[O que fazer]:
1. Copie do trecho sobre paralisia facial infantil a parte que começa em "Especificidade do tratamento" e termina em "mês de idade.".
2. Segundo o trecho sobre paralisia facial infantil, com que idade Maria Clara foi diagnosticada com agenesia do 7º par craniano?
3. Dê continuidade ao trecho sobre paralisia facial infantil a partir de onde ele para.

[Trecho do texto]:
┌──

Dr. Chang explica ainda que inicialmente é feito o transplante dos nervos e há uma espera de cerca de quatro a seis meses, para que seja feito o transplante dos músculos.

"O músculo tem que receber estímulo do nervo imediatamente após o transplante. Por isso, se faz transplante de nervos primeiro, espera-se o crescimento dos axônios nesses nervos até outro lado da face, que leva de quatro a seis meses, e, quando o crescimento atingir o lado paralisado, transplanta-se o músculo e já liga este com a ponte do nervo transplantado previamente", detalha.

Dificuldades no cotidiano
De acordo com a mãe da paciente, a paralisia implica uma série de dificuldades no cotidiano da criança. Maria Clara tem dificuldades para fazer a mastigação, tem impactos na saúde do olho, uma vez que ele não o fecha completamente, e super audição, por exemplo.

Além disso, Keisse lembra ainda a questão da autoestima e episódios de bullying que a filha passou por conta da condição.

Especificidade do tratamento

A mãe relembra que a agenesia do 7º par craniano foi diagnosticada quando Maria Clara ainda era um bebê de 1 mês de idade.

Com isso, iniciou uma jornada repleta de dificuldades para encontrar o profissional adequado para o tratamento da criança.

"Por ser uma condição muito rara, os médicos não sabiam exatamente o que ela poderia causar ou o que poderia acontecer. A gente começou a pesquisar em vários médicos para entender um pouco mais, e nenhum médico tinha um diagnóstico 100% para a gente", relembra.

Keisse conta que a família foi em busca de tratamentos como fisioterapia e fonoaudiologia, mas que não eram específicos para o caso de paralisia facial infantil, até o momento em que a criança ganhou alta das terapias.

"Os médicos falavam que não tinha o que fazer, que a gente vai precisar conviver com essa paralisia. A gente vem nessa batalha assim desde que ela nasceu, buscando algum tratamento mais efetivo, mas não encontrava", afirma.

Em 2023, então, um amigo da família encaminhou à Keisse uma notícia sobre uma cirurgia feita nos Estados Unidos em uma criança com paralisia facial. Enquanto lia o material, a mãe identificou um médico brasileiro entre os profissionais envolvidos, o Dr. Chang.

└──

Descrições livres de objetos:
┌──

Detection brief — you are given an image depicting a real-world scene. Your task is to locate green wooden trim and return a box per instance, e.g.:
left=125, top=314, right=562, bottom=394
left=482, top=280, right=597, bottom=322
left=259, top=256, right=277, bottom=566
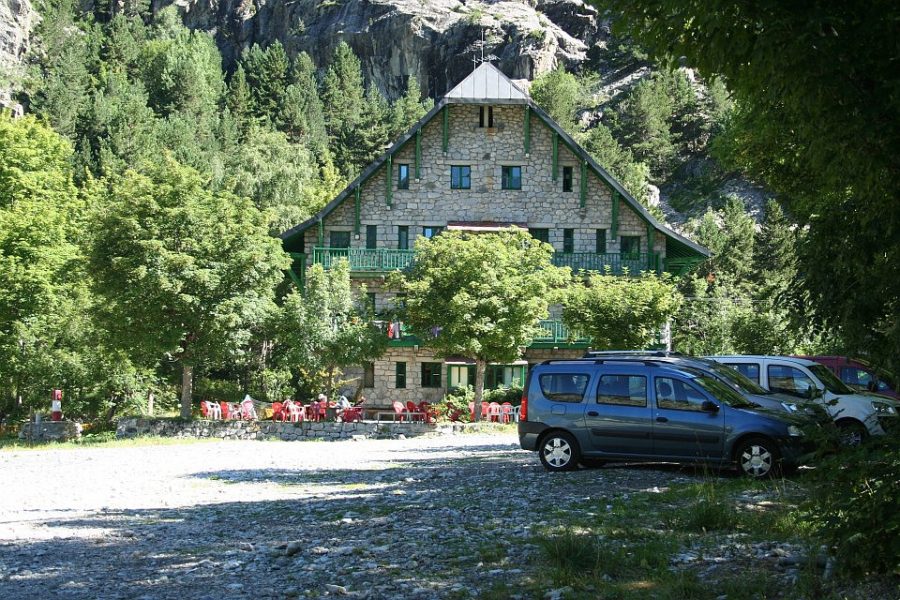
left=442, top=104, right=450, bottom=152
left=353, top=186, right=360, bottom=235
left=525, top=104, right=531, bottom=156
left=609, top=191, right=619, bottom=240
left=580, top=160, right=587, bottom=208
left=552, top=133, right=559, bottom=181
left=416, top=127, right=422, bottom=180
left=384, top=154, right=394, bottom=206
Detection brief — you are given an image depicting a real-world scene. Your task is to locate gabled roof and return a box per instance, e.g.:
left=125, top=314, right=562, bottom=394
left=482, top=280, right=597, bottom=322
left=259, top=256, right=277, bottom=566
left=279, top=63, right=710, bottom=258
left=444, top=63, right=529, bottom=104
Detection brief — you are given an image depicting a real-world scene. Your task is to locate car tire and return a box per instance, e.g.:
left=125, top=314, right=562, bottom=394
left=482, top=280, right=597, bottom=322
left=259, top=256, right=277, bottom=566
left=838, top=420, right=869, bottom=446
left=538, top=431, right=581, bottom=471
left=734, top=437, right=781, bottom=479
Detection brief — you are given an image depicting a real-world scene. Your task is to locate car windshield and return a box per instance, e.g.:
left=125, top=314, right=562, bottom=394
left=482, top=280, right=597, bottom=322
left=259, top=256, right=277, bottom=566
left=707, top=361, right=772, bottom=396
left=809, top=365, right=856, bottom=394
left=694, top=375, right=756, bottom=408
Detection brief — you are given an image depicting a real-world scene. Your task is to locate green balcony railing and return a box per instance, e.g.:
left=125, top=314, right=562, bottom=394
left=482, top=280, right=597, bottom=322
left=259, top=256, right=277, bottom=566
left=532, top=319, right=590, bottom=344
left=312, top=248, right=414, bottom=273
left=553, top=252, right=660, bottom=276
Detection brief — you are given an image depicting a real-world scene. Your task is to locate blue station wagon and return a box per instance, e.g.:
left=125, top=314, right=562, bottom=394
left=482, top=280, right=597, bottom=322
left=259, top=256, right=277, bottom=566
left=519, top=358, right=808, bottom=478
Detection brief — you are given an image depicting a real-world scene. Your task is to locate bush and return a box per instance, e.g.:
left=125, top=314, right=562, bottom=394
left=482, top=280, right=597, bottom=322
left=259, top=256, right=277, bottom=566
left=804, top=436, right=900, bottom=575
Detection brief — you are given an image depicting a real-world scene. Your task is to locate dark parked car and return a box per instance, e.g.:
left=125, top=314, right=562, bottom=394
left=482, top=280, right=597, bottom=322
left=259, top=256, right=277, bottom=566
left=519, top=357, right=809, bottom=477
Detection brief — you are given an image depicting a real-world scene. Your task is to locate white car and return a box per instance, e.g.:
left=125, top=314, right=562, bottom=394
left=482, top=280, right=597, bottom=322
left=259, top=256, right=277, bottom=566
left=707, top=356, right=900, bottom=444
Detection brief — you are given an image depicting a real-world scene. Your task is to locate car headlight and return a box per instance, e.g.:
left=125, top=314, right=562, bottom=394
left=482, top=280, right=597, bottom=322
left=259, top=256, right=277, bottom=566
left=872, top=402, right=897, bottom=417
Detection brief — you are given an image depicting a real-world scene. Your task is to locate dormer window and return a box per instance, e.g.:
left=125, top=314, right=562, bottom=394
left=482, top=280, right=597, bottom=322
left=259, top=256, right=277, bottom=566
left=478, top=106, right=494, bottom=127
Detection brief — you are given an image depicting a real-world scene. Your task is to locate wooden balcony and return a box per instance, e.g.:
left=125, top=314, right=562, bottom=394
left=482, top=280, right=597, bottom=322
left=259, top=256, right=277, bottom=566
left=553, top=252, right=660, bottom=277
left=312, top=247, right=415, bottom=273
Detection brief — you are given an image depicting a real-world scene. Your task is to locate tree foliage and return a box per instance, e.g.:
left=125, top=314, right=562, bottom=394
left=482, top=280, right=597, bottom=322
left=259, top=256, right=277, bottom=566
left=563, top=273, right=681, bottom=350
left=399, top=228, right=567, bottom=415
left=604, top=0, right=900, bottom=376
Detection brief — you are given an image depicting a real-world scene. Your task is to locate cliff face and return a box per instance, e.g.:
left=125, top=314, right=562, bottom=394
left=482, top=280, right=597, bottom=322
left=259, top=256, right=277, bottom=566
left=0, top=0, right=37, bottom=101
left=151, top=0, right=600, bottom=97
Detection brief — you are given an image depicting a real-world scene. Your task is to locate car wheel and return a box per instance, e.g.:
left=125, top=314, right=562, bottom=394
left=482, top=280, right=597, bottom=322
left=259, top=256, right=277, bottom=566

└──

[Respostas]:
1.
Especificidade do tratamento

A mãe relembra que a agenesia do 7º par craniano foi diagnosticada quando Maria Clara ainda era um bebê de 1 mês de idade.

2. Com 1 mês de idade.

3.
Ela relembra que imediatamente enviou mensagens para as redes sociais do cirurgião, que atende no Rio de Janeiro, e ele a orientou marcar uma consulta presencial.

"Ele analisou os exames dela e ele disse que sim, que dava pra fazer tratamento com ela, que seria uma sequência de cirurgias", conta.

O encontro resultou em alívio para a família.

"Foi maravilhoso, porque a gente estava procurando uma solução desde que ela nasceu: algum médico específico, algum tipo de tratamento... Quando eu conheci o Dr. Chang, ele abriu as portas para a gente e nos recebeu. Eu fiquei muito feliz de ter encontrado ele e toda a equipe dele", comemora.

Ajudar outras famílias

Keisse conta que a dificuldade de acesso para a incentivou a falar abertamente sobre a condição de Maria Clara nas redes sociais. O objetivo, segundo ela, é ajudar outras famílias que passam por situações semelhantes e o resultado tem sido positivo.

"Eu questionei diversas vezes, sabe? Mas hoje eu vejo que a gente é só um instrumento pra ajudar outras famílias. Hoje eu sei qual é o nosso propósito, que é ajudar outras famílias, divulgar, facilitar o caminho pra outras pessoas. Divulgar que existe sim tratamento, divulgar que existe sim, uma forma de melhorar", afirmou.

Desde então, outras duas famílias com crianças com paralisia cerebral foram encaminhadas ao centro de atendimento onde Dr. Chang atua.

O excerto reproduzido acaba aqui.